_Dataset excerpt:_

►

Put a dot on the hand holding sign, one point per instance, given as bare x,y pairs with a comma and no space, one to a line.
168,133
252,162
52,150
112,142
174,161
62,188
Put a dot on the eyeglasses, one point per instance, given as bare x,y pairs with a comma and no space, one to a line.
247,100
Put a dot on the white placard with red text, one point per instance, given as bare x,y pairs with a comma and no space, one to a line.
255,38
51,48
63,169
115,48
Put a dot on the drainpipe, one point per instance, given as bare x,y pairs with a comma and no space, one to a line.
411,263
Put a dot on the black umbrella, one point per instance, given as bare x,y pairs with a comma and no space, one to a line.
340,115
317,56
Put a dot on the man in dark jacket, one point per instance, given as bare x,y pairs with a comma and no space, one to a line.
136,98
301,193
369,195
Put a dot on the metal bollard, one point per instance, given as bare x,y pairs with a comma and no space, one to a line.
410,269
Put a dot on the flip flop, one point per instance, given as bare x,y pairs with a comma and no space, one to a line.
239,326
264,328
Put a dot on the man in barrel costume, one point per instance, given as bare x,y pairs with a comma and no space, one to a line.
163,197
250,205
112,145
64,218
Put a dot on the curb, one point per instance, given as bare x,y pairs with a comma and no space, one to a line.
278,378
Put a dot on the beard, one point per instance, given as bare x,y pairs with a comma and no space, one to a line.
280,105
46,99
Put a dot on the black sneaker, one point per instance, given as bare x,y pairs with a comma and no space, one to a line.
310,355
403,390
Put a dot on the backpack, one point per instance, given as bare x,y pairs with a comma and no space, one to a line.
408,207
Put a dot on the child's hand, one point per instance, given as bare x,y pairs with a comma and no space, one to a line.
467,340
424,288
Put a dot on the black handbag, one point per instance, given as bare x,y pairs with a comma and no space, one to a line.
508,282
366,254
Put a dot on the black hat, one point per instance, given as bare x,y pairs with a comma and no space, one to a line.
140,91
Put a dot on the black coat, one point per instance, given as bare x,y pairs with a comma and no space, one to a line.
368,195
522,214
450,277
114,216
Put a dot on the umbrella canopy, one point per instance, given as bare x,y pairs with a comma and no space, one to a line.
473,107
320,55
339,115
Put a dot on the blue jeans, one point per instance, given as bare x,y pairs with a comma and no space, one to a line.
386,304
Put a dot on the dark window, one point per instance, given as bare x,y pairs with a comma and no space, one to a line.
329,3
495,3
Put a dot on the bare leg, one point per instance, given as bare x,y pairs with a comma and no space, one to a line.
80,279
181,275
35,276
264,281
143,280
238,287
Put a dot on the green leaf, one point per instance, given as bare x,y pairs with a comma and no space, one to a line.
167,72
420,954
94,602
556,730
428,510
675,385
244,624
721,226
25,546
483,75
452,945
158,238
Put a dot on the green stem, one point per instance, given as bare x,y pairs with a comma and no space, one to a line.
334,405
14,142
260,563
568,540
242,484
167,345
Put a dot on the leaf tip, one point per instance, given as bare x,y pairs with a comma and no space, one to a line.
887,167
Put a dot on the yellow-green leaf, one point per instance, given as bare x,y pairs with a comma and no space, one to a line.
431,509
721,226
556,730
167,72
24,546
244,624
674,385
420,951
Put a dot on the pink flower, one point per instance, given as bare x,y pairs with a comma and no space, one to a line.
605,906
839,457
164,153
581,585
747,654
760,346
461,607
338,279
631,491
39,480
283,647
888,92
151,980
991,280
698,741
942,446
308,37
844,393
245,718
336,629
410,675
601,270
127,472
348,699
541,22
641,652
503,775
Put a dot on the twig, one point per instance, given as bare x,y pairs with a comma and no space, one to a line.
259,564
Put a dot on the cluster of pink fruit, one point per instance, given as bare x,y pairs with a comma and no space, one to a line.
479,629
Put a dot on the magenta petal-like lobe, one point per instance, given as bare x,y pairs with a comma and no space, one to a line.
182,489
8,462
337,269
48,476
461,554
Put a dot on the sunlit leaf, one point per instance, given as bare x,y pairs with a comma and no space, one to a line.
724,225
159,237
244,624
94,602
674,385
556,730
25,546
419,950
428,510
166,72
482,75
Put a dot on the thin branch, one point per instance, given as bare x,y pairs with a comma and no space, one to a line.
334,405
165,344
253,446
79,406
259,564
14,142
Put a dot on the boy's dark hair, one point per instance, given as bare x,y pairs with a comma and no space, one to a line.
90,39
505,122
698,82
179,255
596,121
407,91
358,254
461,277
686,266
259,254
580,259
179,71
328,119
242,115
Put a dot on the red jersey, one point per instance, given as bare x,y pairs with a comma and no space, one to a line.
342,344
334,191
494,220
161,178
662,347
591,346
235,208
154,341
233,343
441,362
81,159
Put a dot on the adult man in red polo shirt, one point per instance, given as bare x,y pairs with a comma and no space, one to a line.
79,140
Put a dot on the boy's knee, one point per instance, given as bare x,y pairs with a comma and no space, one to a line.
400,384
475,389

◄

_Goal of the exercise:_ Rewrite every line of the listing above as a Markdown table with the columns "Row" and "Line", numbering the rows in order and leaving out blank lines.

_Response to the exercise:_
| Row | Line |
|---|---|
| 1 | Put a dot on the hand holding sign, one point per instance, given as bare x,y pairs with a comma and no space, one to a line. |
| 2 | 168,133 |
| 3 | 252,162 |
| 4 | 52,150 |
| 5 | 112,142 |
| 6 | 174,161 |
| 7 | 62,188 |
| 8 | Put a dot on the eyeglasses, one point per instance, given as bare x,y pairs with a comma and no space, one to a line. |
| 9 | 247,100 |
| 10 | Put a dot on the white placard with red text, one point per instance, given as bare x,y pairs with a comma and no space, one to a line. |
| 11 | 255,38 |
| 12 | 51,48 |
| 13 | 63,169 |
| 14 | 115,48 |
| 15 | Put a dot on the drainpipe, one point per instance, given as bare x,y pairs with a comma and no space, one to a line. |
| 16 | 411,263 |
| 17 | Put a dot on the black umbrella, one point per instance, given as bare x,y pairs with a comma and no space, one to a line. |
| 18 | 340,115 |
| 19 | 317,56 |
| 20 | Put a dot on the man in dark jacket, one point per instance, given as bare x,y pairs with a comma and no space, one to a line. |
| 21 | 136,98 |
| 22 | 301,193 |
| 23 | 369,195 |
| 24 | Put a dot on the metal bollard, one point per instance, given as bare x,y pairs with a comma and no space, one to a line. |
| 25 | 410,269 |
| 26 | Put a dot on the flip flop, one point per instance, given as bare x,y pairs with a comma and no space, one to a line. |
| 27 | 239,326 |
| 28 | 264,328 |
| 29 | Put a dot on the man in barrel costume, one point per instance, given as bare x,y pairs with a comma and no space, one to a line. |
| 30 | 163,197 |
| 31 | 250,205 |
| 32 | 112,145 |
| 33 | 64,218 |
| 34 | Put a dot on the curb, one point per instance, given as bare x,y pairs with a comma and no space, one to a line. |
| 35 | 278,378 |
| 36 | Put a dot on the beard, one point per instance, given as bare x,y pairs with a comma and no space, one to a line. |
| 37 | 280,105 |
| 38 | 46,99 |
| 39 | Put a dot on the black sneaker, one point per instance, given as bare x,y pairs with a comma and no space, one to a line. |
| 40 | 310,355 |
| 41 | 403,390 |
| 42 | Put a dot on the backpack, one point per instance, given as bare x,y pairs with a comma and no space, one to a line. |
| 43 | 408,207 |
| 44 | Put a dot on the child's hand, one point per instance, given as bare x,y pairs with a comma and no space, one to a line. |
| 45 | 467,340 |
| 46 | 424,288 |
| 47 | Put a dot on the black handbag, one point per instance, given as bare x,y pairs with a comma and no space, one to a line. |
| 48 | 508,282 |
| 49 | 366,254 |
| 50 | Put a dot on the black hat, one point per instance, given as bare x,y pairs with a comma and no space, one to a line. |
| 51 | 140,91 |
| 52 | Put a dot on the black coat, one point per instance, given as bare x,y pairs with a comma and no space, one to a line. |
| 53 | 368,195 |
| 54 | 522,214 |
| 55 | 450,277 |
| 56 | 114,216 |
| 57 | Put a dot on the umbrella canopy, one point per instance, given as bare x,y pairs with a comma and no space, one to a line. |
| 58 | 473,107 |
| 59 | 320,55 |
| 60 | 339,115 |
| 61 | Put a dot on the blue jeans, one point per instance, given as bare x,y pairs with a comma and no space, one to a line. |
| 62 | 386,304 |
| 63 | Put a dot on the dark window, one point per instance, given as bare x,y pairs with a comma and no space, one to a line. |
| 64 | 329,3 |
| 65 | 495,3 |
| 66 | Put a dot on the bare leg, one point per instance, given as bare x,y pairs with a comma and no space, one to a line. |
| 67 | 80,279 |
| 68 | 181,275 |
| 69 | 35,276 |
| 70 | 264,281 |
| 71 | 143,280 |
| 72 | 238,287 |
| 73 | Put a dot on the green leaf, one point per instance, given as bare x,y pairs with a comma and no space, one to a line. |
| 74 | 167,72 |
| 75 | 420,954 |
| 76 | 94,602 |
| 77 | 556,730 |
| 78 | 428,510 |
| 79 | 675,385 |
| 80 | 244,624 |
| 81 | 721,226 |
| 82 | 25,546 |
| 83 | 483,75 |
| 84 | 452,945 |
| 85 | 158,238 |
| 86 | Put a dot on the green stem, one point per instance, given as bare x,y pairs with a comma and no space, one to a line. |
| 87 | 334,405 |
| 88 | 14,142 |
| 89 | 260,563 |
| 90 | 568,540 |
| 91 | 242,484 |
| 92 | 167,345 |
| 93 | Put a dot on the leaf tip, one point per instance, given as bare x,y pairs with a comma and no space, one to a line. |
| 94 | 887,167 |
| 95 | Put a dot on the yellow-green leaf, one point per instance, given as bare x,y pairs with a comma and no space, one to a line. |
| 96 | 431,509 |
| 97 | 721,226 |
| 98 | 556,730 |
| 99 | 167,72 |
| 100 | 24,546 |
| 101 | 244,624 |
| 102 | 674,385 |
| 103 | 420,951 |
| 104 | Put a dot on the pink flower, one point per instance, given as bare x,y pairs with a comma and no space, one to a line. |
| 105 | 605,906 |
| 106 | 839,457 |
| 107 | 164,153 |
| 108 | 581,585 |
| 109 | 747,654 |
| 110 | 760,346 |
| 111 | 461,607 |
| 112 | 338,279 |
| 113 | 631,491 |
| 114 | 39,480 |
| 115 | 283,647 |
| 116 | 888,92 |
| 117 | 151,980 |
| 118 | 991,280 |
| 119 | 698,741 |
| 120 | 942,446 |
| 121 | 308,37 |
| 122 | 844,393 |
| 123 | 245,718 |
| 124 | 336,629 |
| 125 | 410,675 |
| 126 | 601,270 |
| 127 | 127,472 |
| 128 | 348,699 |
| 129 | 541,22 |
| 130 | 641,652 |
| 131 | 503,775 |
| 132 | Put a dot on the twig, one point per instance, given as bare x,y pairs with a comma and no space, one to a line. |
| 133 | 259,564 |
| 134 | Put a dot on the cluster of pink fruit, one point per instance, given as bare x,y pairs with a comma and no space, one to a line. |
| 135 | 479,629 |
| 136 | Put a dot on the magenta petal-like lobe, one point per instance, given as bare x,y pairs with a comma and no space, one to a line. |
| 137 | 182,489 |
| 138 | 8,462 |
| 139 | 337,269 |
| 140 | 48,476 |
| 141 | 461,554 |
| 142 | Put a dot on the sunlit leaf, one point per instance, given as bare x,y pairs with a comma and no space, one to a line. |
| 143 | 724,225 |
| 144 | 159,237 |
| 145 | 244,624 |
| 146 | 94,602 |
| 147 | 674,385 |
| 148 | 556,730 |
| 149 | 25,546 |
| 150 | 419,950 |
| 151 | 428,510 |
| 152 | 166,72 |
| 153 | 482,75 |
| 154 | Put a dot on the thin branch, one point per instance, given as bare x,y pairs with a comma and no space, one to a line. |
| 155 | 334,405 |
| 156 | 165,344 |
| 157 | 253,446 |
| 158 | 79,406 |
| 159 | 259,564 |
| 160 | 14,142 |
| 161 | Put a dot on the boy's dark hair, one point per instance, given as bare x,y pairs with a comma and no space, one to a line. |
| 162 | 90,39 |
| 163 | 505,122 |
| 164 | 698,82 |
| 165 | 179,255 |
| 166 | 596,121 |
| 167 | 407,91 |
| 168 | 358,254 |
| 169 | 461,277 |
| 170 | 686,266 |
| 171 | 259,254 |
| 172 | 580,259 |
| 173 | 179,71 |
| 174 | 328,119 |
| 175 | 242,115 |
| 176 | Put a dot on the red jersey, one point per instance, given as bare x,y pairs with a comma and no space, one to a line. |
| 177 | 342,344 |
| 178 | 334,191 |
| 179 | 494,220 |
| 180 | 161,178 |
| 181 | 662,347 |
| 182 | 591,346 |
| 183 | 235,208 |
| 184 | 154,341 |
| 185 | 233,343 |
| 186 | 441,362 |
| 187 | 81,159 |
| 188 | Put a dot on the adult man in red polo shirt, one point per instance, given as bare x,y pairs with a comma and no space, one to a line. |
| 189 | 79,140 |
| 190 | Put a dot on the boy's knee, one point per instance, given as bare x,y pairs with a comma and no space, one to a line. |
| 191 | 400,384 |
| 192 | 475,389 |